[Shape boundary entries]
____________

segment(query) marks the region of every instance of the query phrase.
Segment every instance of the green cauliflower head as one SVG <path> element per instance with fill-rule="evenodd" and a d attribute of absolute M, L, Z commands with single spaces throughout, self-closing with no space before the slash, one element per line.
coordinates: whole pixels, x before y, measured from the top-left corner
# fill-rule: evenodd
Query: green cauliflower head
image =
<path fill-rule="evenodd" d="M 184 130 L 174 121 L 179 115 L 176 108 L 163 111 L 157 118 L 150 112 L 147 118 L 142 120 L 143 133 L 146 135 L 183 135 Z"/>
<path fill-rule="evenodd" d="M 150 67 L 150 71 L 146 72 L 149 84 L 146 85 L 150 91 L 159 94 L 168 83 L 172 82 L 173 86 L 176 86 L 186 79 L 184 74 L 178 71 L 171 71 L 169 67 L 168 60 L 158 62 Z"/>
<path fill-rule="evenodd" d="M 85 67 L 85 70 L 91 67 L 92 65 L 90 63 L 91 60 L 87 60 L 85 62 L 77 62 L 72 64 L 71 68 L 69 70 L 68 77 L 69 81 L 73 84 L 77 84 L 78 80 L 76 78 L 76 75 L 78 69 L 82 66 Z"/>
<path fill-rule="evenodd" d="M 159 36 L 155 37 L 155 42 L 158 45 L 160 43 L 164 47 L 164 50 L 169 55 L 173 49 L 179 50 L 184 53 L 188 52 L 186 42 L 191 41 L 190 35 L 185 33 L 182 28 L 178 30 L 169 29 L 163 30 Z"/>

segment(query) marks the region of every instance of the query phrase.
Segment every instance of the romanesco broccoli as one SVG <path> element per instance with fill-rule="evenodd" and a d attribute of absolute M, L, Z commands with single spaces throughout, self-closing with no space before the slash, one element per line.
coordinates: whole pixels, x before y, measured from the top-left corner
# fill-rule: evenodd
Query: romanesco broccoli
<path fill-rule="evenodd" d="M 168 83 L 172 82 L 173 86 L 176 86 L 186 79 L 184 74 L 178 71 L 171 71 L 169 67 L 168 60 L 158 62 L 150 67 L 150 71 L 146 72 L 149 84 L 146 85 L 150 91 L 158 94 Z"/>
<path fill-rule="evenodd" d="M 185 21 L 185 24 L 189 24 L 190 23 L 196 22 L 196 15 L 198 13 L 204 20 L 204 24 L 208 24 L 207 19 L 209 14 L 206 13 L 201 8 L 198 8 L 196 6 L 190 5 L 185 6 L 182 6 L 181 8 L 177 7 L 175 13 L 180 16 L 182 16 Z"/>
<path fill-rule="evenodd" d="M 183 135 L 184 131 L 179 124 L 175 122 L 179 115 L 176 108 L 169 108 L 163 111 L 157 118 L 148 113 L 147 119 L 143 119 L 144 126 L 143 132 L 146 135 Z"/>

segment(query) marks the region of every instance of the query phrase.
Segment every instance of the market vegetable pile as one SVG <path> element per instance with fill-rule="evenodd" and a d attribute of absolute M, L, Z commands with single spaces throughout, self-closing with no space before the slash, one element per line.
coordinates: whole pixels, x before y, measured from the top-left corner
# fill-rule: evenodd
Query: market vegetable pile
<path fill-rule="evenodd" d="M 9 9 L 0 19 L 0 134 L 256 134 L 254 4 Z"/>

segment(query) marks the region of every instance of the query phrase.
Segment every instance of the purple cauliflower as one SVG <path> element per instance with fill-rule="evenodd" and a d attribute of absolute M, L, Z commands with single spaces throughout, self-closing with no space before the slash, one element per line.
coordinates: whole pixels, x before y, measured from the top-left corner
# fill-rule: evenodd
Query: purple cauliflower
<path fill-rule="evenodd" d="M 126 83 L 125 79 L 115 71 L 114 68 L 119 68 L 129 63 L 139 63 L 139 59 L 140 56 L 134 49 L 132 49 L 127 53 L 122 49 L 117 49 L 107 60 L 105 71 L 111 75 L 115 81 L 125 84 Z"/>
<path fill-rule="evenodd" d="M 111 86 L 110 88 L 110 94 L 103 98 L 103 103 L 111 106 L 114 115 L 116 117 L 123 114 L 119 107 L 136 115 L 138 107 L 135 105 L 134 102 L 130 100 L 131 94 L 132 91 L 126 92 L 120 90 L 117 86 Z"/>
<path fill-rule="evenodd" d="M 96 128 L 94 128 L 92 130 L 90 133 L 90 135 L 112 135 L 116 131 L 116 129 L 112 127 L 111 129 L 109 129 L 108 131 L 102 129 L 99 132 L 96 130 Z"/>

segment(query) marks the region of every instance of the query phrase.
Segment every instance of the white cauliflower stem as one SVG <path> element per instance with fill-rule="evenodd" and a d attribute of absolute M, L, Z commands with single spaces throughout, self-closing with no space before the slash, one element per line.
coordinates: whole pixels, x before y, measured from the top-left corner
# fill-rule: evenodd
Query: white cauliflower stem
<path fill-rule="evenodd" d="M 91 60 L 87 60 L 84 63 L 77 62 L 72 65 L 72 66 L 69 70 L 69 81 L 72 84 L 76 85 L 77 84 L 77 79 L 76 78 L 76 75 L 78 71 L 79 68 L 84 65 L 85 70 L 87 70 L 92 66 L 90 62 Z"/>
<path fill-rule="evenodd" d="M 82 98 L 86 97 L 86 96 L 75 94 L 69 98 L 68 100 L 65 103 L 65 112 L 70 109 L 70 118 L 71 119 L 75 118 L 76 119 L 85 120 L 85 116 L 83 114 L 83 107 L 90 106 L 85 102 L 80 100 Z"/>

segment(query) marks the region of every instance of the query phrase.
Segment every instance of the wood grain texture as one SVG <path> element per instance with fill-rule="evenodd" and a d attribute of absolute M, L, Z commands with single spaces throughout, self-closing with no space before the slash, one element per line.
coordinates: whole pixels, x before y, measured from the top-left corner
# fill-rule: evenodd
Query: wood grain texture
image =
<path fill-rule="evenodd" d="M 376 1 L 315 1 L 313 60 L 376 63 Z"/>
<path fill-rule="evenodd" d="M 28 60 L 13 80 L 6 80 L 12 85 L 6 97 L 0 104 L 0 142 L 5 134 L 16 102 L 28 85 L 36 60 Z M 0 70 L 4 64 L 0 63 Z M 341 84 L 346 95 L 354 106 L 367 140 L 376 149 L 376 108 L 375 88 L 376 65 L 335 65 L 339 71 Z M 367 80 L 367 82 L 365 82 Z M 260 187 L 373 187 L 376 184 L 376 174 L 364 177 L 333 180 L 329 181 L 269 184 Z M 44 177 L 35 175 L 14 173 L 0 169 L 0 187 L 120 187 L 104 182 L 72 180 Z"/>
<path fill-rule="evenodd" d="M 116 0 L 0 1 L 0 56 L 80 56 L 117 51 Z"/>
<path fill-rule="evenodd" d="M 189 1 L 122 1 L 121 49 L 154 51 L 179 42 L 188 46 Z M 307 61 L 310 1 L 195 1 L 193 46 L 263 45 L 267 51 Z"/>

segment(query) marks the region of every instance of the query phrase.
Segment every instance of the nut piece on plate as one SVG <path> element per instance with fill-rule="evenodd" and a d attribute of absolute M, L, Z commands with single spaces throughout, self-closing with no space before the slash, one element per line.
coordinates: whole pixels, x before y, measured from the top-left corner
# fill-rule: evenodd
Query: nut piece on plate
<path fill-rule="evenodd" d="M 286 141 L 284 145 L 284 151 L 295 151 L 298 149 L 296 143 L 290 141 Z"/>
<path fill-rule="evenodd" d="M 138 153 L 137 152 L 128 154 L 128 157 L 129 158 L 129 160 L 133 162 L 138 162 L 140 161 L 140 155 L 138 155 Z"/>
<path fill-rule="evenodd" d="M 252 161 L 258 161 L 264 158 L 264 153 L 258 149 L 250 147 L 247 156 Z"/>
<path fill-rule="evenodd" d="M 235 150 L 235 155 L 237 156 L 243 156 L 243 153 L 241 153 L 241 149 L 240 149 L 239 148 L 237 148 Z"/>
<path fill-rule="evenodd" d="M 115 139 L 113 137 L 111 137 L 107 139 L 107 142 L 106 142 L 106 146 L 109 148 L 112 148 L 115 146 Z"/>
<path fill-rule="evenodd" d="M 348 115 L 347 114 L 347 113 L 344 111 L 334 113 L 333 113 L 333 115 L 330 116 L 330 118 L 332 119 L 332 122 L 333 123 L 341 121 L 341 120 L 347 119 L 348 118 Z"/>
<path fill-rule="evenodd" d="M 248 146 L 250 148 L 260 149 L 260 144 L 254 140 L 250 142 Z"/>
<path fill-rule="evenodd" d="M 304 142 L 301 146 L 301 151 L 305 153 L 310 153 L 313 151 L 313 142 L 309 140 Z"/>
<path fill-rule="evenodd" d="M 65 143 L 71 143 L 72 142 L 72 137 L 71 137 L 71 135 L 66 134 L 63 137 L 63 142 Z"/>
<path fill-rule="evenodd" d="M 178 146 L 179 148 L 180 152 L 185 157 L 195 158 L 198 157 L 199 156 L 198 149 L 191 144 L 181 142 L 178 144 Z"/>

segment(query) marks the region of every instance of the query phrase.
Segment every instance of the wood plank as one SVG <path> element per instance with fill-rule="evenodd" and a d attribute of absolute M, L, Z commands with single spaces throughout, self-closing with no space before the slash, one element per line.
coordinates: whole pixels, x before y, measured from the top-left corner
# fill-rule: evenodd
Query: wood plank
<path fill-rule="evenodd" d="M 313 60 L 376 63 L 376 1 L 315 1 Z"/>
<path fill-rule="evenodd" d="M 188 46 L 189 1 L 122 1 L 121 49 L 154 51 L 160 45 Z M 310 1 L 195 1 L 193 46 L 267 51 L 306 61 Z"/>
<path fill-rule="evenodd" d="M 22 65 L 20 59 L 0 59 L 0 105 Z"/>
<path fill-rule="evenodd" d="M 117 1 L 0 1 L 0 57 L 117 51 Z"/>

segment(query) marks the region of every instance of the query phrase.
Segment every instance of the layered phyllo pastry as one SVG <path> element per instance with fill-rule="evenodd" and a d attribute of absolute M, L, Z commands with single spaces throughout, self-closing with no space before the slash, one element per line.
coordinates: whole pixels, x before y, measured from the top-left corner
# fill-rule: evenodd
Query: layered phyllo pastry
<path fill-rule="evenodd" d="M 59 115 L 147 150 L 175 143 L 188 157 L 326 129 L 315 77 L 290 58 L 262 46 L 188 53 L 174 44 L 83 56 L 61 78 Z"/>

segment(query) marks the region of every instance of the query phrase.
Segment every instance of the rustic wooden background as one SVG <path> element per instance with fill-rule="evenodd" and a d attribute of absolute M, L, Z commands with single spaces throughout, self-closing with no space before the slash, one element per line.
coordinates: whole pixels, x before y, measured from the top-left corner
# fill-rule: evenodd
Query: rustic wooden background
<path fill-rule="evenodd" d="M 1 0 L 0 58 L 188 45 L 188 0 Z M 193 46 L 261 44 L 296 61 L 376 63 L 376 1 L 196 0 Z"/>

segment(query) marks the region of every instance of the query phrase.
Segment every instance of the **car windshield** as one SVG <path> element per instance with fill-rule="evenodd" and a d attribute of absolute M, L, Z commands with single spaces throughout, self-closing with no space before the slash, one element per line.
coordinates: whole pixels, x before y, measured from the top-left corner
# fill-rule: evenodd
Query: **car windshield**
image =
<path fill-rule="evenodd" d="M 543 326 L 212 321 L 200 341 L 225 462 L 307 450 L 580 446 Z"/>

____________

» Prompt: Please rewrite the material from its start through the line that contains "159 36 L 155", swapping "green cauliflower head" for "cauliflower head" and leaving everything else unchanged.

» Response:
segment(query) marks the region of every instance of the query phrase.
Segment every instance of the cauliflower head as one SVG <path> element per instance with fill-rule="evenodd" and a d attribute of absolute M, L, Z commands with single spaces throughout, self-closing with no space before the slash, one element per line.
coordinates: whole pixels, x before y, measured from the top-left corner
# fill-rule: evenodd
Query: cauliflower head
image =
<path fill-rule="evenodd" d="M 184 130 L 174 121 L 179 115 L 176 108 L 163 111 L 157 118 L 150 112 L 147 118 L 142 120 L 143 133 L 146 135 L 183 135 Z"/>
<path fill-rule="evenodd" d="M 150 67 L 150 71 L 146 72 L 149 84 L 146 85 L 150 91 L 159 94 L 168 83 L 172 82 L 173 86 L 176 86 L 186 79 L 184 74 L 178 71 L 171 71 L 169 67 L 168 60 L 158 62 Z"/>
<path fill-rule="evenodd" d="M 85 67 L 85 70 L 91 67 L 92 65 L 90 63 L 91 60 L 87 60 L 85 62 L 77 62 L 72 64 L 71 68 L 69 70 L 68 77 L 69 81 L 73 84 L 77 84 L 78 80 L 76 78 L 76 75 L 78 69 L 82 66 Z"/>
<path fill-rule="evenodd" d="M 159 36 L 155 37 L 155 42 L 158 45 L 160 43 L 164 47 L 164 50 L 169 55 L 173 49 L 179 50 L 184 53 L 188 52 L 186 42 L 191 41 L 190 35 L 185 33 L 182 28 L 178 30 L 169 29 L 163 30 Z"/>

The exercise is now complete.